- Exercise aim: Set down the records that follow exactly and completely.

- Data to examine:
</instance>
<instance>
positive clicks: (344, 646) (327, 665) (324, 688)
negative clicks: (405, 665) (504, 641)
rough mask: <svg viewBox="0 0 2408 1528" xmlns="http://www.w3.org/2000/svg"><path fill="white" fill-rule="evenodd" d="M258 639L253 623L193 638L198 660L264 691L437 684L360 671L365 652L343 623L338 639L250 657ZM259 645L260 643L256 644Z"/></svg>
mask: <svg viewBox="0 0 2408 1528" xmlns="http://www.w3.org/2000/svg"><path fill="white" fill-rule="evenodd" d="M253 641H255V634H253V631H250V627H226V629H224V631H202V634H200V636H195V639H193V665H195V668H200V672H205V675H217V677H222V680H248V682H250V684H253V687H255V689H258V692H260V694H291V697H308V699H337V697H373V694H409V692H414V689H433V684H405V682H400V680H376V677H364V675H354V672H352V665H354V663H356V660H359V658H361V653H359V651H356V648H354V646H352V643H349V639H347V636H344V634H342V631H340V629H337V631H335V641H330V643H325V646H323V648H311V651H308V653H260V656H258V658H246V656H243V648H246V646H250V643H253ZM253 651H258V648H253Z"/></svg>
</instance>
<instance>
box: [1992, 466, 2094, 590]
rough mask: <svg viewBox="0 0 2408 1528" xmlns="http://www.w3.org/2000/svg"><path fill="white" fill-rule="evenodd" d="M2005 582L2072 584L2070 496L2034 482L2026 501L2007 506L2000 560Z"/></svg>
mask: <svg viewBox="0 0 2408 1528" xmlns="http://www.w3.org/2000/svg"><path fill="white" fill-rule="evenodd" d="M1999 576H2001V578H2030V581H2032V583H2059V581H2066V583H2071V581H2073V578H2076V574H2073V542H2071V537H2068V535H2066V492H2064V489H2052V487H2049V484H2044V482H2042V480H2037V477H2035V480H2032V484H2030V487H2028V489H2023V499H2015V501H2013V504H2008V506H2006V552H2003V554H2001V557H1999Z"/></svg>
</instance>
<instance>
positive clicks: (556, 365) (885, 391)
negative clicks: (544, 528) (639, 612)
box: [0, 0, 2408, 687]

- Answer:
</instance>
<instance>
positive clicks: (344, 646) (327, 665) (324, 688)
negative clicks: (405, 665) (504, 641)
rough mask: <svg viewBox="0 0 2408 1528" xmlns="http://www.w3.org/2000/svg"><path fill="white" fill-rule="evenodd" d="M258 639L253 623L193 638L198 660L264 691L437 684L360 671L365 652L343 623L338 639L250 657ZM259 645L260 643L256 644Z"/></svg>
mask: <svg viewBox="0 0 2408 1528" xmlns="http://www.w3.org/2000/svg"><path fill="white" fill-rule="evenodd" d="M253 641H255V634H253V631H250V627H226V629H224V631H202V634H200V636H195V639H193V665H195V668H200V672H205V675H217V677H222V680H248V682H250V684H253V687H255V689H258V692H260V694H291V697H308V699H337V697H373V694H409V692H414V689H433V684H405V682H400V680H376V677H364V675H354V672H352V665H354V663H356V660H359V658H361V653H359V651H356V648H354V646H352V643H349V639H347V636H344V634H342V631H340V629H337V631H335V641H330V643H325V646H323V648H311V651H308V653H260V656H258V658H246V656H243V648H246V646H250V643H253ZM253 651H258V648H253Z"/></svg>
</instance>
<instance>
box: [1992, 466, 2094, 590]
rough mask: <svg viewBox="0 0 2408 1528" xmlns="http://www.w3.org/2000/svg"><path fill="white" fill-rule="evenodd" d="M2005 582L2072 584L2070 496L2034 482L2026 501L2007 506L2000 560Z"/></svg>
mask: <svg viewBox="0 0 2408 1528" xmlns="http://www.w3.org/2000/svg"><path fill="white" fill-rule="evenodd" d="M1999 576H2001V578H2030V581H2032V583H2059V581H2066V583H2071V581H2073V578H2076V574H2073V542H2071V537H2068V535H2066V492H2064V489H2052V487H2049V484H2044V482H2042V480H2037V477H2035V480H2032V484H2030V487H2028V489H2023V499H2015V501H2013V504H2008V506H2006V552H2003V554H2001V557H1999Z"/></svg>
</instance>
<instance>
positive clicks: (556, 365) (885, 391)
negative clicks: (544, 528) (639, 612)
box: [0, 0, 2408, 687]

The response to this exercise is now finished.